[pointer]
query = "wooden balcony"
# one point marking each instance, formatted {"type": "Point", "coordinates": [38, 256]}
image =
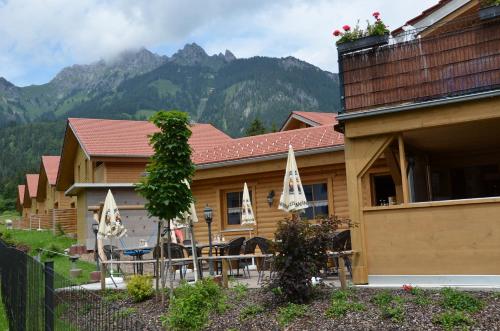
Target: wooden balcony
{"type": "Point", "coordinates": [460, 57]}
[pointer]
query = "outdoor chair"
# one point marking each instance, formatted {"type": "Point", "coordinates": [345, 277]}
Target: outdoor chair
{"type": "Point", "coordinates": [233, 248]}
{"type": "Point", "coordinates": [342, 242]}
{"type": "Point", "coordinates": [177, 252]}
{"type": "Point", "coordinates": [250, 247]}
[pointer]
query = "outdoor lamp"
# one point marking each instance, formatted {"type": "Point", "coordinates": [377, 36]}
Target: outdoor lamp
{"type": "Point", "coordinates": [207, 211]}
{"type": "Point", "coordinates": [208, 214]}
{"type": "Point", "coordinates": [270, 198]}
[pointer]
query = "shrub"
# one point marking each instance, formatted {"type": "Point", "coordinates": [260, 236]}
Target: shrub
{"type": "Point", "coordinates": [383, 298]}
{"type": "Point", "coordinates": [462, 301]}
{"type": "Point", "coordinates": [240, 290]}
{"type": "Point", "coordinates": [192, 304]}
{"type": "Point", "coordinates": [394, 311]}
{"type": "Point", "coordinates": [290, 312]}
{"type": "Point", "coordinates": [140, 288]}
{"type": "Point", "coordinates": [113, 296]}
{"type": "Point", "coordinates": [250, 311]}
{"type": "Point", "coordinates": [52, 250]}
{"type": "Point", "coordinates": [301, 254]}
{"type": "Point", "coordinates": [340, 304]}
{"type": "Point", "coordinates": [450, 320]}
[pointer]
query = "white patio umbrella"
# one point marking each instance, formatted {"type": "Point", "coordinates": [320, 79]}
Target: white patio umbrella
{"type": "Point", "coordinates": [191, 218]}
{"type": "Point", "coordinates": [110, 225]}
{"type": "Point", "coordinates": [293, 198]}
{"type": "Point", "coordinates": [247, 216]}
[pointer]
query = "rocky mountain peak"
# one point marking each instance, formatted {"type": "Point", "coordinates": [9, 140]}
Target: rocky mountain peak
{"type": "Point", "coordinates": [191, 54]}
{"type": "Point", "coordinates": [229, 56]}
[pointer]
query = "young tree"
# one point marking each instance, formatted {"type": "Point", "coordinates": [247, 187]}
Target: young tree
{"type": "Point", "coordinates": [168, 197]}
{"type": "Point", "coordinates": [256, 128]}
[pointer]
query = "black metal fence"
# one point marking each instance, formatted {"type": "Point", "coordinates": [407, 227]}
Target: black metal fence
{"type": "Point", "coordinates": [37, 298]}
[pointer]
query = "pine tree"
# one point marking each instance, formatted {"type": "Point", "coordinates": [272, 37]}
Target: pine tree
{"type": "Point", "coordinates": [256, 128]}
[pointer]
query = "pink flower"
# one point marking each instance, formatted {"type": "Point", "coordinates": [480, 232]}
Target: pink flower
{"type": "Point", "coordinates": [407, 288]}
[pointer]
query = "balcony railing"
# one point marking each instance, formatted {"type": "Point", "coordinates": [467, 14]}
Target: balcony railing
{"type": "Point", "coordinates": [460, 57]}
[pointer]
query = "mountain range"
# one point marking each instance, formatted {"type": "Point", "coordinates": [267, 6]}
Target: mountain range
{"type": "Point", "coordinates": [219, 89]}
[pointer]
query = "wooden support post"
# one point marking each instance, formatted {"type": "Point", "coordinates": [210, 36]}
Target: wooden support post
{"type": "Point", "coordinates": [225, 267]}
{"type": "Point", "coordinates": [103, 276]}
{"type": "Point", "coordinates": [404, 174]}
{"type": "Point", "coordinates": [342, 277]}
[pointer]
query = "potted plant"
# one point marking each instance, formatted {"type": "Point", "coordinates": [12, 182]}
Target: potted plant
{"type": "Point", "coordinates": [489, 9]}
{"type": "Point", "coordinates": [376, 34]}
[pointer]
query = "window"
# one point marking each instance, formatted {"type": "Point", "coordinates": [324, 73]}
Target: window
{"type": "Point", "coordinates": [383, 189]}
{"type": "Point", "coordinates": [233, 207]}
{"type": "Point", "coordinates": [317, 199]}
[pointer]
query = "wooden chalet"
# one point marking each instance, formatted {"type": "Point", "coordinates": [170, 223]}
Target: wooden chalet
{"type": "Point", "coordinates": [421, 120]}
{"type": "Point", "coordinates": [100, 154]}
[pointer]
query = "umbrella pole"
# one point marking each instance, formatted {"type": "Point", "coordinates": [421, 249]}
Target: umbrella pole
{"type": "Point", "coordinates": [158, 257]}
{"type": "Point", "coordinates": [194, 252]}
{"type": "Point", "coordinates": [169, 255]}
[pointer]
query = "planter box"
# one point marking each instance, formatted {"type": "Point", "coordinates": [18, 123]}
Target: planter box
{"type": "Point", "coordinates": [490, 12]}
{"type": "Point", "coordinates": [362, 43]}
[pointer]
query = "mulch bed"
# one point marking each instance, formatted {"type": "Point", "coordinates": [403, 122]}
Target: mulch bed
{"type": "Point", "coordinates": [416, 317]}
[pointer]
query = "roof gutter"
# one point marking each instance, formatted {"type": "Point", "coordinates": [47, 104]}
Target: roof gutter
{"type": "Point", "coordinates": [278, 156]}
{"type": "Point", "coordinates": [413, 106]}
{"type": "Point", "coordinates": [77, 187]}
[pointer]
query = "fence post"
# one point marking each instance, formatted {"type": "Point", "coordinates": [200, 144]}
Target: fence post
{"type": "Point", "coordinates": [49, 295]}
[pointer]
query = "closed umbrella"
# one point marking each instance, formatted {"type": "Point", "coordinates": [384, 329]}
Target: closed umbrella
{"type": "Point", "coordinates": [190, 218]}
{"type": "Point", "coordinates": [247, 216]}
{"type": "Point", "coordinates": [110, 224]}
{"type": "Point", "coordinates": [293, 198]}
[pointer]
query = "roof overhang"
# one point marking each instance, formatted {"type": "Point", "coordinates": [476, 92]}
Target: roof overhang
{"type": "Point", "coordinates": [277, 156]}
{"type": "Point", "coordinates": [76, 188]}
{"type": "Point", "coordinates": [294, 116]}
{"type": "Point", "coordinates": [420, 105]}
......
__WORK TO COMPLETE__:
Reproduce every line exactly and omit all pictures.

__SOLUTION FOR THIS EXERCISE__:
[pointer]
query = "wooden balcony"
# one point marking each instance, formatted {"type": "Point", "coordinates": [38, 256]}
image =
Target: wooden balcony
{"type": "Point", "coordinates": [460, 57]}
[pointer]
query = "outdoor chair"
# one point marking each instance, formatted {"type": "Point", "coordinates": [345, 277]}
Target: outdoor chair
{"type": "Point", "coordinates": [233, 248]}
{"type": "Point", "coordinates": [342, 242]}
{"type": "Point", "coordinates": [177, 252]}
{"type": "Point", "coordinates": [250, 247]}
[pointer]
query = "outdoor lamp"
# one point marking each instance, formatted {"type": "Point", "coordinates": [377, 36]}
Target: outdoor lamp
{"type": "Point", "coordinates": [207, 211]}
{"type": "Point", "coordinates": [208, 214]}
{"type": "Point", "coordinates": [270, 198]}
[pointer]
query = "shrub"
# one point marking each instance, formatted {"type": "Point", "coordinates": [260, 236]}
Target: shrub
{"type": "Point", "coordinates": [383, 298]}
{"type": "Point", "coordinates": [462, 301]}
{"type": "Point", "coordinates": [240, 290]}
{"type": "Point", "coordinates": [192, 304]}
{"type": "Point", "coordinates": [394, 311]}
{"type": "Point", "coordinates": [290, 312]}
{"type": "Point", "coordinates": [140, 288]}
{"type": "Point", "coordinates": [113, 296]}
{"type": "Point", "coordinates": [250, 311]}
{"type": "Point", "coordinates": [52, 250]}
{"type": "Point", "coordinates": [301, 254]}
{"type": "Point", "coordinates": [340, 304]}
{"type": "Point", "coordinates": [450, 320]}
[pointer]
query = "white patio umbrella"
# one point marking each instance, formatted {"type": "Point", "coordinates": [320, 79]}
Target: white patio umbrella
{"type": "Point", "coordinates": [191, 218]}
{"type": "Point", "coordinates": [110, 225]}
{"type": "Point", "coordinates": [293, 198]}
{"type": "Point", "coordinates": [247, 216]}
[pointer]
query = "rocky mountain peak"
# one point marking each instance, formatted {"type": "Point", "coordinates": [9, 140]}
Target: rocky mountain peak
{"type": "Point", "coordinates": [191, 54]}
{"type": "Point", "coordinates": [229, 56]}
[pointer]
query = "young tree"
# one point marking each instance, formatted {"type": "Point", "coordinates": [247, 187]}
Target: young tree
{"type": "Point", "coordinates": [168, 197]}
{"type": "Point", "coordinates": [256, 128]}
[pointer]
query = "black metal fence"
# one point marking each instance, formatted {"type": "Point", "coordinates": [407, 227]}
Target: black metal fence
{"type": "Point", "coordinates": [37, 298]}
[pointer]
query = "pine tree"
# one point marking each instance, formatted {"type": "Point", "coordinates": [272, 37]}
Target: pine tree
{"type": "Point", "coordinates": [256, 128]}
[pointer]
query = "pink flower"
# one point marking each instance, formatted {"type": "Point", "coordinates": [480, 232]}
Target: pink flower
{"type": "Point", "coordinates": [407, 288]}
[pointer]
query = "balcony railing"
# one point marking each instance, formatted {"type": "Point", "coordinates": [467, 14]}
Target: balcony railing
{"type": "Point", "coordinates": [460, 57]}
[pointer]
query = "mountain range"
# one point marking each instance, formatted {"type": "Point", "coordinates": [267, 6]}
Target: mountain range
{"type": "Point", "coordinates": [219, 89]}
[pointer]
query = "wooden support post"
# one point marking each instance, formatted {"type": "Point", "coordinates": [210, 36]}
Target: wooden support post
{"type": "Point", "coordinates": [225, 267]}
{"type": "Point", "coordinates": [103, 276]}
{"type": "Point", "coordinates": [404, 174]}
{"type": "Point", "coordinates": [342, 277]}
[pointer]
query = "potted plant"
# one point marking each instance, formatted {"type": "Point", "coordinates": [12, 182]}
Target: potted plant
{"type": "Point", "coordinates": [489, 9]}
{"type": "Point", "coordinates": [376, 34]}
[pointer]
query = "window"
# one point marking each instance, formatted {"type": "Point", "coordinates": [324, 73]}
Target: window
{"type": "Point", "coordinates": [383, 189]}
{"type": "Point", "coordinates": [233, 207]}
{"type": "Point", "coordinates": [317, 199]}
[pointer]
query = "wooden chalet"
# one point marking each instance, formatted {"type": "Point", "coordinates": [170, 223]}
Target: wooden chalet
{"type": "Point", "coordinates": [421, 120]}
{"type": "Point", "coordinates": [100, 154]}
[pointer]
query = "umbrella pole"
# one point marking each instance, formatted {"type": "Point", "coordinates": [421, 249]}
Target: umbrella pole
{"type": "Point", "coordinates": [158, 257]}
{"type": "Point", "coordinates": [194, 252]}
{"type": "Point", "coordinates": [169, 255]}
[pointer]
query = "planter box"
# one point marking each instance, formatted {"type": "Point", "coordinates": [18, 123]}
Target: planter box
{"type": "Point", "coordinates": [490, 12]}
{"type": "Point", "coordinates": [362, 43]}
[pointer]
query = "mulch bed"
# one point marking each instance, formatted {"type": "Point", "coordinates": [403, 122]}
Target: mulch bed
{"type": "Point", "coordinates": [416, 317]}
[pointer]
query = "roof gutter"
# one point marking each instance, formatted {"type": "Point", "coordinates": [47, 104]}
Target: roof gutter
{"type": "Point", "coordinates": [278, 156]}
{"type": "Point", "coordinates": [413, 106]}
{"type": "Point", "coordinates": [77, 187]}
[pointer]
query = "fence post"
# one point marking each instance, formatted {"type": "Point", "coordinates": [200, 144]}
Target: fence post
{"type": "Point", "coordinates": [49, 295]}
[pointer]
query = "closed umbrella"
# one point marking each instance, formatted {"type": "Point", "coordinates": [384, 329]}
Target: closed umbrella
{"type": "Point", "coordinates": [190, 218]}
{"type": "Point", "coordinates": [247, 216]}
{"type": "Point", "coordinates": [110, 224]}
{"type": "Point", "coordinates": [293, 198]}
[pointer]
query = "roof overhang"
# one point marking each instance, formatted {"type": "Point", "coordinates": [476, 92]}
Target: roof overhang
{"type": "Point", "coordinates": [277, 156]}
{"type": "Point", "coordinates": [76, 188]}
{"type": "Point", "coordinates": [294, 116]}
{"type": "Point", "coordinates": [420, 105]}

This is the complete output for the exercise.